*** Begin section ***

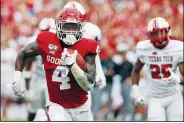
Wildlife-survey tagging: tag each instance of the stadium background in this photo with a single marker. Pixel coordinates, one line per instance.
(121, 21)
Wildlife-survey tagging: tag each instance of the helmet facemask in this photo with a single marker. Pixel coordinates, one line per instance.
(158, 32)
(69, 32)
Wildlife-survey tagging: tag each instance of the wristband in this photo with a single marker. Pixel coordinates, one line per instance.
(17, 76)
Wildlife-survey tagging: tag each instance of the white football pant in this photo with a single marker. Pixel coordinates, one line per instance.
(166, 109)
(55, 112)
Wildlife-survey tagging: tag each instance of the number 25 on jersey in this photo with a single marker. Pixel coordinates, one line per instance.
(159, 72)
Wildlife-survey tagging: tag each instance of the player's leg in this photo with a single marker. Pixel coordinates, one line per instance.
(95, 106)
(56, 112)
(174, 111)
(156, 112)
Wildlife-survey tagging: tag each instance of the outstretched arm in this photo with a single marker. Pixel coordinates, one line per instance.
(182, 72)
(85, 79)
(26, 52)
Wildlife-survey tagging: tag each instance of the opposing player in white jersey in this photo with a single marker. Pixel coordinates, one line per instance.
(7, 65)
(37, 87)
(92, 31)
(161, 56)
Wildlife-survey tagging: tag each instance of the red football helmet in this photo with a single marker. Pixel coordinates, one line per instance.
(69, 25)
(158, 31)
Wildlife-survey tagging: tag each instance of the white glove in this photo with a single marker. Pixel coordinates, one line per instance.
(31, 96)
(100, 81)
(67, 58)
(16, 86)
(173, 79)
(136, 95)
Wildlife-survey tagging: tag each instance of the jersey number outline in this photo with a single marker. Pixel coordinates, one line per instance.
(156, 71)
(60, 74)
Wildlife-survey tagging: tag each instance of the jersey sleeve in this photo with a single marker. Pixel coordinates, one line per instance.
(139, 52)
(180, 53)
(93, 46)
(40, 42)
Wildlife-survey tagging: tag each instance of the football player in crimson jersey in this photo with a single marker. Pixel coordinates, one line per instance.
(67, 83)
(161, 56)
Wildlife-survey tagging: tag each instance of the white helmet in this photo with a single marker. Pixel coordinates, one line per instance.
(75, 5)
(92, 31)
(46, 23)
(158, 31)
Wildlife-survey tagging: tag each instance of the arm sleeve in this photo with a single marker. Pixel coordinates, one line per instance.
(139, 53)
(180, 59)
(40, 43)
(94, 47)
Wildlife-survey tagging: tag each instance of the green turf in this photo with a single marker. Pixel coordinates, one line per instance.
(4, 118)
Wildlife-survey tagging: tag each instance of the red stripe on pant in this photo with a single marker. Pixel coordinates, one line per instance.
(48, 113)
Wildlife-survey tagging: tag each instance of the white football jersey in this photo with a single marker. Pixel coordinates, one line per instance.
(157, 62)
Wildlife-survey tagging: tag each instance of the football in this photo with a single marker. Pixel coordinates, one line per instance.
(80, 60)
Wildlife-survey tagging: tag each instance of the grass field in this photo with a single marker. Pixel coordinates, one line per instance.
(4, 118)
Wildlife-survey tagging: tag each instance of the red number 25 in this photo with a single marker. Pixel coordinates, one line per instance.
(156, 74)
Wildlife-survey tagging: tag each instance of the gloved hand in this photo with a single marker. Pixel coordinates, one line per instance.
(136, 95)
(173, 79)
(67, 58)
(16, 86)
(100, 81)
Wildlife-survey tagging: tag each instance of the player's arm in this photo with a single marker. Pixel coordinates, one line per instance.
(181, 65)
(136, 94)
(26, 52)
(28, 72)
(85, 79)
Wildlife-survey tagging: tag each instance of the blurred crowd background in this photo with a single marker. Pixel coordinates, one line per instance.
(122, 22)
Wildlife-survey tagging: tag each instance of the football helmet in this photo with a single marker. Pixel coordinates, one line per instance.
(69, 25)
(92, 31)
(158, 31)
(75, 5)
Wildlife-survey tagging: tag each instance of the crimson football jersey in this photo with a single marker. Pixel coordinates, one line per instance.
(62, 87)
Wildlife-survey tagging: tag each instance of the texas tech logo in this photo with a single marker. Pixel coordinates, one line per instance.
(53, 48)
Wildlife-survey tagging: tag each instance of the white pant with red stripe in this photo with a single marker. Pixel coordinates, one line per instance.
(56, 112)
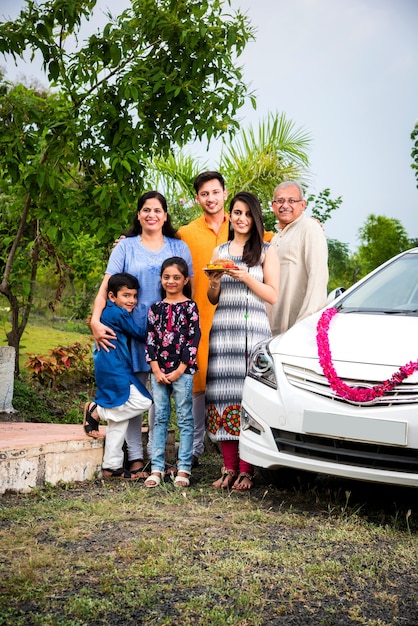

*** End section ***

■ EXERCISE GOAL ■
The complete listing must be transcribed verbatim, and all pictures are to be omitted.

■ FINISHED TASK ■
Wildlife-survey tagging: tag each instance of the stadium background in this photo with a single marker. Pixel coordinates, one line per instance.
(121, 21)
Wildlife-survey tagging: tag each instance of the helmet facemask in this photo with a single marker. Pixel coordinates, one line per instance.
(158, 32)
(69, 32)
Wildlife-survey tagging: tag each instance of the wristband in this photo with a single marker. Pixel coordinates, one line per instance.
(17, 76)
Wildlife-survey tagging: tag each instance of the white football pant in this photo with a single marker. Pixel coordinates, one line per instance.
(166, 109)
(55, 112)
Wildlife-survey tagging: tag each instance of the number 25 on jersey in this photo with a single marker. Pixel coordinates, one line per instance.
(159, 72)
Wildlife-survey tagging: tag each instance of the player's leg in this photo with a single marker. Pixel coordinates, one line per instance.
(95, 106)
(56, 112)
(174, 111)
(156, 112)
Wildlife-survey tagging: tag each instance of the outstretched arm in this photo with a single marker. Pixel coordinates, one line per instance.
(182, 72)
(85, 79)
(26, 52)
Wildlife-survey tagging: tag each instance of the opposing player in white jersey in this photo with a single marker. Pixel coordinates, one line per instance.
(7, 65)
(37, 87)
(92, 31)
(161, 56)
Wildlife-survey tagging: tag each instance of the red football helmet in this photo with a single marker. Pixel coordinates, one line per instance.
(69, 25)
(158, 31)
Wildlife-survey tagging: tag each instance of the white glove in this photo with a single marker. Pixel coordinates, one line per instance.
(31, 96)
(100, 81)
(67, 58)
(16, 86)
(173, 79)
(136, 95)
Wildlife-survey tagging: tag each instance of the jersey number outline in this photo with a single marker. Pixel coordinates, one line per instance.
(156, 71)
(60, 74)
Wildlife-survey tagging: tag each instance of the jersey sleeve in this photo with a single marker. Pixel coordinates, one line per instance.
(139, 52)
(180, 53)
(93, 46)
(40, 42)
Wildlife-survey tagging: tag each instance of the football player in crimson jersey in this photo with a single marker. Pixel coordinates, one line per instance.
(67, 83)
(161, 56)
Wildlife-survey tagging: tag each instance of the white helmet in this photo with a single marker. Pixel coordinates, one line per instance.
(75, 5)
(92, 31)
(46, 23)
(158, 31)
Wildlife-survey tagging: tag each instance of the arm sleeve in this photo with a single marker. Pixel coordinates, one line per instance.
(139, 53)
(180, 59)
(40, 43)
(94, 47)
Wildlife-survey tagging: tag each instance of the green turf in this photo with a single marker. Pixel coordinates, one line per instance.
(4, 118)
Wildlife-survey tagging: tag each instance of the red stripe on pant in this photo with a single marker. Pixel coordinates, one line per instance.
(48, 113)
Wildlife-survey tagging: tag each instance of the white football jersey in this photo with a single marker. Pixel coordinates, one line per instance.
(157, 62)
Wildlife-survey tagging: tag each instance of the football in this photo with a single marker. Pixel coordinates, one line per instance.
(80, 60)
Wildlife-survey tagging: tag each instance of the grass field in this photo with a single marker. Pixel coordinates, one line per instance.
(4, 118)
Wildlife-survey tagging: tag each instance of the red number 25 in this photo with a single marker. Pixel coordinates, one line per instance.
(156, 74)
Wildlife-survey tagging: tag each instance of the gloved hand in this photo with a single marker. Pixel coordinates, one line per instance.
(136, 95)
(173, 79)
(67, 58)
(16, 86)
(100, 81)
Wildlife-survey tagging: tag each instance of the player's arm in this photo with a single marker. Pixel coordinates, one line per instance.
(181, 65)
(136, 94)
(26, 52)
(28, 72)
(85, 79)
Wildlife-survey tagging: tag each instance of the blurred crowd background in this photo with a single marker. Pixel coordinates, one line per instance.
(122, 22)
Wildlife-survey tagging: tag each instance of the football helmet in this photo with a single marker. Pixel coordinates, one line per instance.
(69, 25)
(92, 31)
(158, 31)
(75, 5)
Wildlife-survey tagging: tag each instance of the crimson football jersey in this photo with a single marker. Pixel coordinates, one line per instance.
(62, 87)
Wildlife-survey tagging: tag each instance of the texas tech logo in this photo with a single marker. Pixel coordinates, one line per instance.
(53, 48)
Wildlife-survey tagging: tag each instance of the white pant with red stripe in this photo with a single marker. Pixel coordinates, one line per instance.
(56, 112)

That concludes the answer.